> PROVIDED DATA
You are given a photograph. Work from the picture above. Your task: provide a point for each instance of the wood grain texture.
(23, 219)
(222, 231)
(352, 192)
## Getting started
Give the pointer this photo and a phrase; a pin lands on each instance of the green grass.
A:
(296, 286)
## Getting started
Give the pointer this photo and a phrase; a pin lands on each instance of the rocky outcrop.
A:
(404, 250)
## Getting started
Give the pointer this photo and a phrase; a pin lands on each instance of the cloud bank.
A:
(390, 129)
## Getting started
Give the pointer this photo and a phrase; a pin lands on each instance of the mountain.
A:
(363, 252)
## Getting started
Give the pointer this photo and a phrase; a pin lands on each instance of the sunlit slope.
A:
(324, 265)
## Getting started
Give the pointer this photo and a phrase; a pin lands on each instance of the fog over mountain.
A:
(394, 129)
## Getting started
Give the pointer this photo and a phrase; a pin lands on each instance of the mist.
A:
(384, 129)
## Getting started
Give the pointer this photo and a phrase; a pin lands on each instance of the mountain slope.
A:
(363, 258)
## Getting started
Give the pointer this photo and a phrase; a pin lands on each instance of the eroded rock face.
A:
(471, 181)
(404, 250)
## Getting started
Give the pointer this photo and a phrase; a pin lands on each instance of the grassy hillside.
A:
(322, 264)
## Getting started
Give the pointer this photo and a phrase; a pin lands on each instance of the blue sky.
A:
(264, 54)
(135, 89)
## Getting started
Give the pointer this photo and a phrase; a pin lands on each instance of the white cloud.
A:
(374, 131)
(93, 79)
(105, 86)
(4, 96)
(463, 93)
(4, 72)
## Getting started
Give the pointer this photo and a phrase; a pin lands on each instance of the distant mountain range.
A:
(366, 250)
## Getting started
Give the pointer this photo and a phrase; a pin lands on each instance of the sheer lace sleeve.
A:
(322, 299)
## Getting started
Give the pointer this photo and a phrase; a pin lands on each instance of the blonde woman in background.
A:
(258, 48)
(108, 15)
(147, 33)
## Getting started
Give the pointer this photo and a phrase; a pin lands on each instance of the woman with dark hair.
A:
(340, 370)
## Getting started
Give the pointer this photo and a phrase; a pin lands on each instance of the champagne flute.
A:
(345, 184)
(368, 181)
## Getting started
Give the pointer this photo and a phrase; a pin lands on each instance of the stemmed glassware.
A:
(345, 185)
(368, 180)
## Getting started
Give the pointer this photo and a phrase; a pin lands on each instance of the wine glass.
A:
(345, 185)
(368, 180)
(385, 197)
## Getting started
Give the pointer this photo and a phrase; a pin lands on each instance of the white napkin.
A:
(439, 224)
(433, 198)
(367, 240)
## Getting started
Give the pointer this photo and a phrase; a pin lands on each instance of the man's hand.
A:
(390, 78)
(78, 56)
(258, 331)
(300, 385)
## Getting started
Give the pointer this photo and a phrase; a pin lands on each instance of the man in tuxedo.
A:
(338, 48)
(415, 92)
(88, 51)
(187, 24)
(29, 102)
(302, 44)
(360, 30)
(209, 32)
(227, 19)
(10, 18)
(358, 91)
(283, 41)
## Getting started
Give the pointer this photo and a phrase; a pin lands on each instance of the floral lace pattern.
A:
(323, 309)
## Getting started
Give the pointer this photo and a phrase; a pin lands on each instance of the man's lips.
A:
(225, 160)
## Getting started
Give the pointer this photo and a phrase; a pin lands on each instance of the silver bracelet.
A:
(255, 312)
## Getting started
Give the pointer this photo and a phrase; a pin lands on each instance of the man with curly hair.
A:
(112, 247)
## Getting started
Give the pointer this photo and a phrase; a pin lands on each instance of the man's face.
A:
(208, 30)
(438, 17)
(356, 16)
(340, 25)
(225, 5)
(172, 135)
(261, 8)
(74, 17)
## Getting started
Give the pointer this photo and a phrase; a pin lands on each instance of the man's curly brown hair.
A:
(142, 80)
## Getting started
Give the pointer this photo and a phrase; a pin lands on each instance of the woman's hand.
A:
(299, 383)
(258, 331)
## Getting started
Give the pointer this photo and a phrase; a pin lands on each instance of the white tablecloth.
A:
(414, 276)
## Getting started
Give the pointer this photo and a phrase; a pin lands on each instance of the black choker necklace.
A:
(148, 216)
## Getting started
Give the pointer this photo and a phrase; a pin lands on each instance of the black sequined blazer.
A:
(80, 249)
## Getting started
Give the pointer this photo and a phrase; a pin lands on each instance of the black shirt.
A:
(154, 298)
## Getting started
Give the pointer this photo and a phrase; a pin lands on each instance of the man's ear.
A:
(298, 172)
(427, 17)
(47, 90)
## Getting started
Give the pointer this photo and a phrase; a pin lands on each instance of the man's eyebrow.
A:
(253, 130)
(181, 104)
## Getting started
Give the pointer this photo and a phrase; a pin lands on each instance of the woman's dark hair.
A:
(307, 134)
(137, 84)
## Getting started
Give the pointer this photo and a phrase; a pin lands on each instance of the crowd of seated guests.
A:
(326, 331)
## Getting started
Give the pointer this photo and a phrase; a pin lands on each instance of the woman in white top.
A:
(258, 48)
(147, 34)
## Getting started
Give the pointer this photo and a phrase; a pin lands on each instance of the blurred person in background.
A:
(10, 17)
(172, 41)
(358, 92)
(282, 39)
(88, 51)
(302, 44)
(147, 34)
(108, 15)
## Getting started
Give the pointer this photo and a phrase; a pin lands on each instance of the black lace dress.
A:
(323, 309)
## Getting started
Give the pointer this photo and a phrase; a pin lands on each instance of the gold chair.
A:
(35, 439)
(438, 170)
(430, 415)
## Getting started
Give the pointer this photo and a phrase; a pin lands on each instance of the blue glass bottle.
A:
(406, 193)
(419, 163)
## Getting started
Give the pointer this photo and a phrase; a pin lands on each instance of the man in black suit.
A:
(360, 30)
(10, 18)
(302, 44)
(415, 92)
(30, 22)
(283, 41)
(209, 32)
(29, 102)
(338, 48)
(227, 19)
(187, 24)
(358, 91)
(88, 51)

> ACTIVITY
Nothing but the full listing, copied exactly, belongs in the answer.

> FINISHED TASK
You are given a photograph. Work from the picture above. Your task: provide a point for each instance of the wood grain texture.
(23, 219)
(222, 231)
(352, 192)
## Getting started
Give the pointer this photo and a phrase; a pin lands on each instance of the green grass.
A:
(296, 286)
## Getting started
Give the pointer this photo and a phrase; a pin lands on each instance of the rocky outcrop.
A:
(404, 250)
## Getting started
Give the pointer this photo and a phrase; a pin lands on each instance of the cloud bank.
A:
(390, 129)
## Getting started
Give the pointer this photo and a phrase; a pin lands on each instance of the mountain.
A:
(363, 252)
## Getting started
Give the pointer this photo and a phrase; a pin lands on each instance of the sunlit slope.
A:
(324, 265)
## Getting started
Give the pointer this photo and a phrase; a pin lands on each instance of the fog over mountain.
A:
(394, 129)
## Getting started
Give the pointer this photo and a phrase; a pin lands on each instance of the mist.
A:
(384, 129)
## Getting started
Give the pointer this photo and a phrase; a pin lands on each instance of the mountain slope.
A:
(363, 258)
## Getting started
Give the pointer this photo and a phrase; a pin lands on each instance of the eroded rock face.
A:
(471, 181)
(404, 250)
## Getting started
Give the pointer this photo and a phrase; a pin lands on each instance of the grassy hillside.
A:
(322, 264)
## Getting started
Give the pointer this photo and a phrase; a pin lands on each instance of the blue sky.
A:
(264, 54)
(135, 89)
## Getting started
Give the pointer this photo and a phrase; a pin lands on each instance of the white cloud.
A:
(374, 131)
(93, 79)
(105, 86)
(4, 96)
(463, 93)
(4, 72)
## Getting started
Give the pointer this photo and a phrase; a pin lands on each instance of the distant mountain range.
A:
(366, 250)
## Getting started
Give the pointer this photo and a phrase; a pin lands on each instance of the sheer lace sleeve.
A:
(322, 299)
## Getting started
Give the pointer this photo and a phrase; a pin lands on each instance of the blonde woman in background.
A:
(258, 48)
(108, 15)
(147, 33)
## Getting started
Give the pointer this photo and a phrase; a pin lands on each instance of the woman with dark hair.
A:
(340, 370)
## Getting started
Give the pointer this photo and a phrase; a pin lands on each instance of the champagne flute.
A:
(345, 184)
(368, 181)
## Getting started
Give the pointer this photo and a phrase; a pin lands on each instance of the stemmed glassware.
A:
(345, 185)
(368, 180)
## Getting started
Give the pointer this photo and a phrase; a pin lands on each instance of the wine glass.
A:
(345, 185)
(368, 180)
(385, 197)
## Getting started
Give the pointer this photo and a phrase; a pin lands on each instance of the white napkin.
A:
(439, 224)
(433, 198)
(367, 240)
## Getting started
Give the pointer this photo and a phrase; a pin lands on each instance of the man's hand.
A:
(390, 78)
(78, 56)
(258, 331)
(300, 385)
## Getting started
Give the pointer this photo and a phrase; a pin lands on each instance of the man in tuxedo.
A:
(338, 48)
(415, 92)
(88, 51)
(187, 24)
(29, 102)
(302, 44)
(360, 30)
(209, 32)
(227, 19)
(10, 18)
(358, 91)
(283, 41)
## Getting started
Give the pointer this photo and a phrase; a pin lands on each instance of the floral lace pattern.
A:
(323, 309)
## Getting started
Give the pointer this photo and a phrase; a pin lands on each instance of the man's lips.
A:
(225, 160)
## Getting started
Give the pointer this photo and a phrase; a pin lands on each instance of the silver bracelet.
A:
(255, 312)
## Getting started
Give the pointer this photo and a phrase; a pin lands on each instance of the man with curly hair.
A:
(112, 247)
## Getting started
Give the pointer this photo and a phrase; a pin lands on each instance of the man's face.
A:
(208, 30)
(438, 17)
(356, 16)
(340, 25)
(225, 5)
(172, 135)
(261, 8)
(74, 17)
## Getting started
Give the pointer this photo and a phrase; a pin lands on each instance of the man's curly brown hair.
A:
(142, 80)
## Getting started
Give the pointer this photo and a phrase; a pin lands on each instance of the woman's hand.
A:
(299, 383)
(258, 331)
## Getting started
Give the pointer this photo and a phrase; a pin lands on each instance of the white tablecloth.
A:
(414, 276)
## Getting started
Give the pointer this photo and a phrase; a pin lands on each instance of the black choker necklace.
A:
(148, 216)
## Getting started
Give the pointer this photo and a phrase; a pin lands on each instance of the black sequined blazer.
A:
(80, 249)
## Getting started
Give the pointer this photo and a phrase; a pin lands on each instance of the black shirt.
A:
(154, 298)
## Getting started
Give the pointer this photo and a phrase; a pin lands on each instance of the man's ear.
A:
(298, 172)
(427, 17)
(47, 90)
## Getting started
Give the pointer this photo and a phrase; a pin lands on each instance of the man's eyebrow.
A:
(253, 130)
(181, 104)
## Getting started
Give the pointer this photo and a phrase; a pin lands on each instance of the woman's dark hair.
A:
(307, 134)
(137, 84)
## Getting started
Give the pointer this photo and a phrase; a pin lands on each instance of the crowd of seated guests.
A:
(326, 331)
## Getting started
Give the pointer this photo and a phrase; a pin lands on each instance of the woman in white top.
A:
(258, 48)
(147, 34)
## Getting started
Give the pointer this photo and a phrase; a pin lands on each instance of the blurred person in background.
A:
(10, 17)
(172, 41)
(358, 92)
(282, 39)
(88, 51)
(302, 44)
(147, 34)
(108, 15)
## Getting started
Give the pointer this photo and a phrase; a pin lands on each instance of the black lace dress.
A:
(323, 309)
## Getting started
Give the pointer this photo and a phrase; a pin lands on each instance of the gold chair.
A:
(35, 439)
(438, 170)
(430, 415)
## Getting started
Give the pointer this photo and a phrase; a pin lands on each instance of the blue glass bottle.
A:
(406, 193)
(419, 163)
## Getting started
Give the pointer this photo and a phrase; a pin lands on each instance of the man in black suit.
A:
(360, 30)
(10, 18)
(302, 44)
(415, 92)
(30, 22)
(283, 41)
(209, 32)
(29, 102)
(338, 48)
(227, 19)
(187, 24)
(358, 91)
(88, 51)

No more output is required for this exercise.